-- PROBLEM DETAILS --
Could you give the records below again exactly, without the pictures?

-- SOURCE MATERIAL --
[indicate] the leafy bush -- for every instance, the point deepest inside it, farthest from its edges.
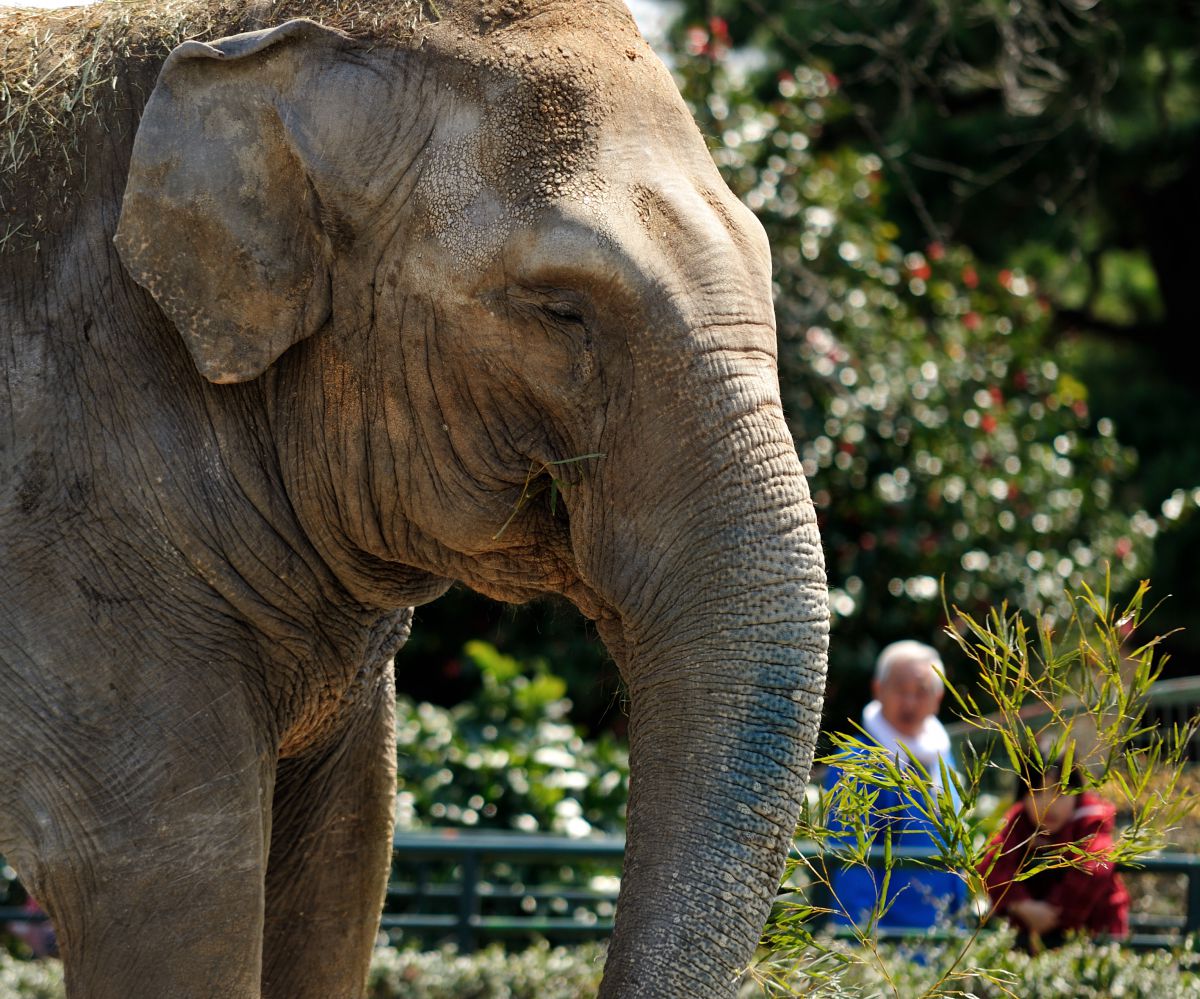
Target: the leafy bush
(537, 973)
(1079, 970)
(508, 759)
(946, 432)
(30, 979)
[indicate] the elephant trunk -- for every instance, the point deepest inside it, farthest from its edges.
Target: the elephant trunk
(725, 663)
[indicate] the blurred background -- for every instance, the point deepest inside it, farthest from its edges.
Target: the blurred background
(985, 227)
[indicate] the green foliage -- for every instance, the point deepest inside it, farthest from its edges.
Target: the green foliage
(1079, 970)
(960, 197)
(1072, 689)
(994, 970)
(535, 973)
(30, 979)
(509, 758)
(945, 434)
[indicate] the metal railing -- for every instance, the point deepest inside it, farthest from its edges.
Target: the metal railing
(445, 885)
(472, 887)
(515, 903)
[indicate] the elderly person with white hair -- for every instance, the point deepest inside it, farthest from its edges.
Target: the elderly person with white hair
(903, 721)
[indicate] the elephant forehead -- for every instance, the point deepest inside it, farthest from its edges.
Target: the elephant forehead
(511, 144)
(534, 101)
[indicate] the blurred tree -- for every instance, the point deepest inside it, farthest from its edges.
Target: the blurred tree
(945, 428)
(960, 196)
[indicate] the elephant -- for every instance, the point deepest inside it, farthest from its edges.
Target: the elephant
(304, 323)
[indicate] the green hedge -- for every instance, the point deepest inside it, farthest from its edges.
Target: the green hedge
(1077, 971)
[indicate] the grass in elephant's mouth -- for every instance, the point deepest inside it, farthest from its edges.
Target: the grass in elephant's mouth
(540, 480)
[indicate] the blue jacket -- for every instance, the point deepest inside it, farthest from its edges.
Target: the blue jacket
(917, 898)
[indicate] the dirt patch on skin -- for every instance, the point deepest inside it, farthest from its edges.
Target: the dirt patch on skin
(61, 69)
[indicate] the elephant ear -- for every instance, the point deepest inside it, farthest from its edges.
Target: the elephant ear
(221, 221)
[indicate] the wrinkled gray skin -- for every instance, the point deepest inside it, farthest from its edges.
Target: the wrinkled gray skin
(355, 293)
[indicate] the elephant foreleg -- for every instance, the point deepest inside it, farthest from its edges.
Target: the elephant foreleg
(330, 856)
(148, 851)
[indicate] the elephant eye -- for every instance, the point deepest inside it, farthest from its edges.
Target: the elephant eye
(564, 311)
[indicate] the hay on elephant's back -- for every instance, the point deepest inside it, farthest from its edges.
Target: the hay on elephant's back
(58, 66)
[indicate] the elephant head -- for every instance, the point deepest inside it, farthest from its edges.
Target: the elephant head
(514, 329)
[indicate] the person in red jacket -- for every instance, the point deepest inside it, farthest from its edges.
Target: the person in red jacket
(1085, 897)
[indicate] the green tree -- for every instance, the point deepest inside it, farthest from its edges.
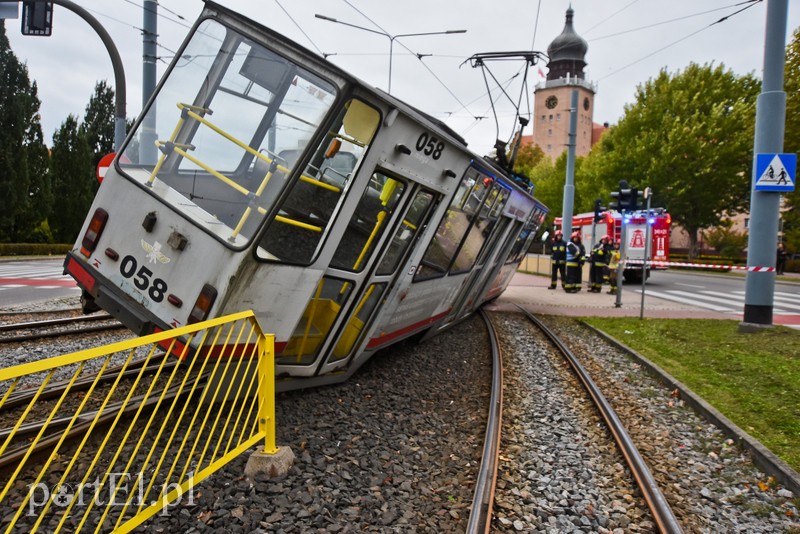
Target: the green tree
(528, 156)
(689, 136)
(70, 167)
(98, 127)
(791, 217)
(25, 195)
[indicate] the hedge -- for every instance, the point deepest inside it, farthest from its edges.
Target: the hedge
(33, 249)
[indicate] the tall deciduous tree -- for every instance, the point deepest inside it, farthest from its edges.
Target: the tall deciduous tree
(98, 127)
(70, 167)
(689, 136)
(791, 143)
(25, 195)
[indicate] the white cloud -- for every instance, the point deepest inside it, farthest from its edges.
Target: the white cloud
(67, 65)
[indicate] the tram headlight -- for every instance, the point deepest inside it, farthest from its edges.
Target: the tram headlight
(202, 306)
(94, 231)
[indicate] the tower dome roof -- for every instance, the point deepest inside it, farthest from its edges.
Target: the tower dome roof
(568, 48)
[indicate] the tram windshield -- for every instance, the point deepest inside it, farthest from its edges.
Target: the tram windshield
(226, 130)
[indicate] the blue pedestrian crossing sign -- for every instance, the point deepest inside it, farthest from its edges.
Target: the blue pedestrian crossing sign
(776, 172)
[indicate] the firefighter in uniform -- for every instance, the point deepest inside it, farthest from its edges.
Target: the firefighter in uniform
(598, 269)
(575, 259)
(558, 260)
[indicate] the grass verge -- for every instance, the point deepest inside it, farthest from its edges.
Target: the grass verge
(753, 379)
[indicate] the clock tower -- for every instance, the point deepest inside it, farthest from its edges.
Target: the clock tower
(552, 97)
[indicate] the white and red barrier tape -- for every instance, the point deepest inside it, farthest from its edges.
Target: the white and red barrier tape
(708, 266)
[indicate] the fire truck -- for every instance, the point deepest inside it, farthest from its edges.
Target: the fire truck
(633, 250)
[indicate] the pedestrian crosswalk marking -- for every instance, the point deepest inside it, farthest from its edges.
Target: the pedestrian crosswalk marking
(775, 172)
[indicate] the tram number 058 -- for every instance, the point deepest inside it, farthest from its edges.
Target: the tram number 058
(142, 278)
(430, 145)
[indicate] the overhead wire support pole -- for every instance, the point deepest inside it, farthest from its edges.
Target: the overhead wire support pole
(765, 205)
(116, 62)
(569, 182)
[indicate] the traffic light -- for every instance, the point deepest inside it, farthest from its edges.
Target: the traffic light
(598, 211)
(620, 198)
(37, 17)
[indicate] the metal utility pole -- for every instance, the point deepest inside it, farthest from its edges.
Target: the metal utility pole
(765, 205)
(116, 62)
(147, 147)
(569, 185)
(648, 194)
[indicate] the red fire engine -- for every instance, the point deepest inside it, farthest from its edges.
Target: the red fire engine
(635, 235)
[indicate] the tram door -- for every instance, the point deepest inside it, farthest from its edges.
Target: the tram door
(492, 227)
(387, 219)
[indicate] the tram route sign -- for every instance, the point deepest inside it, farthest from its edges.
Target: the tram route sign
(776, 172)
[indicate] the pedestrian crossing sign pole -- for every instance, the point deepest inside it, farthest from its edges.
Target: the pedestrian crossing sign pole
(776, 172)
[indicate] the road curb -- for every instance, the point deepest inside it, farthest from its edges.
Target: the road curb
(765, 459)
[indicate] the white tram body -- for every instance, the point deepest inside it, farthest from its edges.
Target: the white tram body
(262, 177)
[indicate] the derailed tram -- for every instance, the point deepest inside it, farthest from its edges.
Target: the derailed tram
(262, 177)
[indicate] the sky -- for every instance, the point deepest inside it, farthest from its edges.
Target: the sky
(630, 42)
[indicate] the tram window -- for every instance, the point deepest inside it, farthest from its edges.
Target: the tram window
(314, 326)
(354, 329)
(296, 233)
(480, 230)
(368, 222)
(209, 141)
(409, 227)
(454, 226)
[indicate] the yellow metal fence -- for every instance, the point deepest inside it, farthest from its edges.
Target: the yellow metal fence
(181, 423)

-- RESULT OF THE EXERCISE --
[indicate] the leafy bush -- for every instance, the point deepest inside it, farthest from its edges.
Target: the leafy bush
(537, 973)
(1079, 970)
(508, 759)
(946, 432)
(30, 979)
[indicate] the elephant trunk -- for every instance, the point deepest inside it, farthest from its edges.
Target: the elephant trunk
(725, 663)
[indicate] the blurred background -- for every instance, the point deepest inside it, farthest from its edges.
Target: the blurred background
(985, 227)
[indicate] the green foliage -- for every instance, the point deepest inside it, farthest from its edges.
Target: the green foliage
(1079, 970)
(960, 197)
(1072, 689)
(994, 970)
(535, 973)
(30, 979)
(509, 758)
(945, 434)
[indicate] the metal railing -- for every instance, the point deepest inside it, farthest from its edges.
Target: the metal railing
(445, 885)
(472, 887)
(515, 903)
[indicate] the elderly person with white hair -- for every instance, the point deepest inside it, farthest from its edges.
Target: the elderly person with white hair
(903, 721)
[indicate] the elephant forehead -- for every instance, the point deepest inside it, farthest from its edges.
Target: the elephant forehead
(511, 144)
(534, 101)
[indicate] the blurred tree -- for every instance, the point deepest inside it, farthest from its edges.
Target: the blurred tree
(945, 428)
(960, 196)
[indicate] the elephant -- for every instance, the point deepest inside it, farthest from its edges.
Target: the elephant
(304, 323)
[indicate] the green hedge -- for every instance, the point deepest inside it, farthest from its edges.
Target: the green hedge
(1077, 971)
[indicate] the grass in elephant's mouth -- for every instance, the point deepest inside it, farthest from its edges.
Target: the grass in elephant's mouth
(540, 480)
[indicate] the blue jacket -- for every instance, the point deepest inside it, farthest from its edges.
Target: the blue jacket
(917, 898)
[indicate] the dirt patch on skin -- for every instance, the point deepest inside it, farthest from its edges.
Target: the dirt patch on skin
(61, 69)
[indicate] the elephant ear -- for every instance, the point deepest inside it, farthest from its edges.
Target: the elephant ear
(221, 221)
[indicate] the wrinkled gray skin -- for every instance, the point deepest inside it, farthest from its edges.
Target: the wrinkled gray skin
(355, 293)
[indicate] the elephant foreleg -- for every instance, the point deepest inside it, farthest from its edges.
Target: the elephant foreleg
(330, 856)
(148, 851)
[indicate] the elephant eye -- for every instance, the point deepest inside it, farthest from its edges.
Target: the elephant eye
(564, 311)
[indicate] the hay on elephant's back -- for every instance, the point deepest inside it, farthest from its edges.
Target: the hay on elephant's back
(58, 66)
[indicate] the elephant head -- for every instance, the point deepest inside it, farthest from its edges.
Target: the elephant head
(514, 329)
[indicate] the person in red jacket -- for every instance, the point deepest inside it, farthest from its edges.
Target: the person in red jacket
(1085, 897)
[indicate] the green tree -- for every instance, the point deepest inside it, farthest from its edges.
Target: the green tree
(528, 156)
(689, 136)
(70, 167)
(98, 127)
(791, 217)
(25, 195)
[indicate] the hedge -- for every instance, the point deepest inside it, farthest from its edges.
Target: the hedge
(33, 249)
[indicate] the tall deciduous tree -- for every instance, the point deepest inside it, farthest from its edges.
Target: the tall deciduous tree
(98, 127)
(70, 167)
(689, 136)
(791, 143)
(25, 195)
[indicate] the white cloud -- for every instance, the point deepest inside it, farthest from its edges.
Target: the white cloud
(67, 65)
[indicate] the tram headlight -- for every instance, the point deepest inside it, farthest from its edges.
Target: the tram headlight
(202, 306)
(94, 231)
[indicate] the tower dome roof -- for every instance, the point deepest inside it, farthest from its edges.
Target: the tower dome roof
(568, 48)
[indicate] the tram windshield -- for every instance, the point deepest inside it, farthest from its edges.
Target: the tram windshield
(226, 130)
[indicate] the blue pedestrian crossing sign -- for every instance, the point deepest inside it, farthest from its edges.
Target: the blue pedestrian crossing sign
(776, 172)
[indicate] the firefighter in uniform -- for every instance, the point deepest inside it, farthest from its edges.
Target: the firefighter in uniform
(598, 269)
(575, 259)
(558, 260)
[indicate] the grass verge -- for every instance, the point deepest inside it, farthest from its edges.
Target: the grass verge
(753, 379)
[indicate] the clock tower -- for every instance, the point deepest inside it, farthest from its edges.
Target: the clock tower
(552, 97)
[indicate] the white and red barrier tape -- for every instance, the point deepest inside it, farthest from its edges.
Target: the white and red barrier tape
(708, 266)
[indicate] the fire truck -- for every instance, the point deepest inside it, farthest from its edges.
Target: the fire truck
(633, 250)
[indicate] the pedestrian crosswalk marking -- for every instance, the point deepest inside it, farthest from its edges.
Target: the pedestrian crosswalk marking
(775, 172)
[indicate] the tram number 058 -- for every instance, the point deepest inside it, farthest from its edges.
Target: the tram number 058
(142, 278)
(430, 145)
[indicate] the overhead wire support pole -- for every instance, the point deepest inside it, farthest from its edges.
Target: the overhead wire support pole
(765, 205)
(116, 62)
(569, 182)
[indicate] the traffic light -- for every instance, the point deepest inside it, farthest from its edges.
Target: the traffic light
(598, 211)
(620, 198)
(37, 17)
[indicate] the metal utility pole -- for every instance, the point deepest inside it, farthest from its edges.
Target: the metal utility pole
(765, 205)
(116, 62)
(147, 147)
(569, 185)
(648, 194)
[indicate] the red fire engine -- for every instance, the point deepest inside it, farthest from its edges.
Target: the red fire engine
(635, 235)
[indicate] the tram door -- for every instance, the point deepest inside it, farthest from its edges.
Target: the tram door
(492, 227)
(387, 219)
[indicate] the tram route sign -- for every instance, the point deepest inside it, farthest from its edges.
Target: the tram route sign
(776, 172)
[indicate] the pedestrian crossing sign pole -- for every instance, the point deepest inside it, farthest from its edges.
Target: the pedestrian crossing sign pole
(776, 172)
[indicate] the road curb -- for every instance, the point deepest inside it, farthest from its edges.
Target: the road curb
(765, 459)
[indicate] the white tram body -- for every instance, the point deepest inside it, farthest from its edges.
Target: the white tram body
(262, 177)
[indicate] the derailed tram -- for every instance, the point deepest inside it, farthest from its edges.
Target: the derailed tram
(262, 177)
[indicate] the sky -- for every instance, the point deepest inside it, farthest from its edges.
Target: the sky
(630, 42)
[indicate] the tram window -- for every instance, the point deepest inside it, farthest from its edges.
Target: the tram window
(314, 326)
(354, 329)
(296, 233)
(480, 230)
(368, 222)
(209, 141)
(409, 227)
(454, 226)
[indicate] the yellow metal fence -- for every instance, the point deepest inside it, farthest from its edges.
Target: the yellow metal fence
(181, 423)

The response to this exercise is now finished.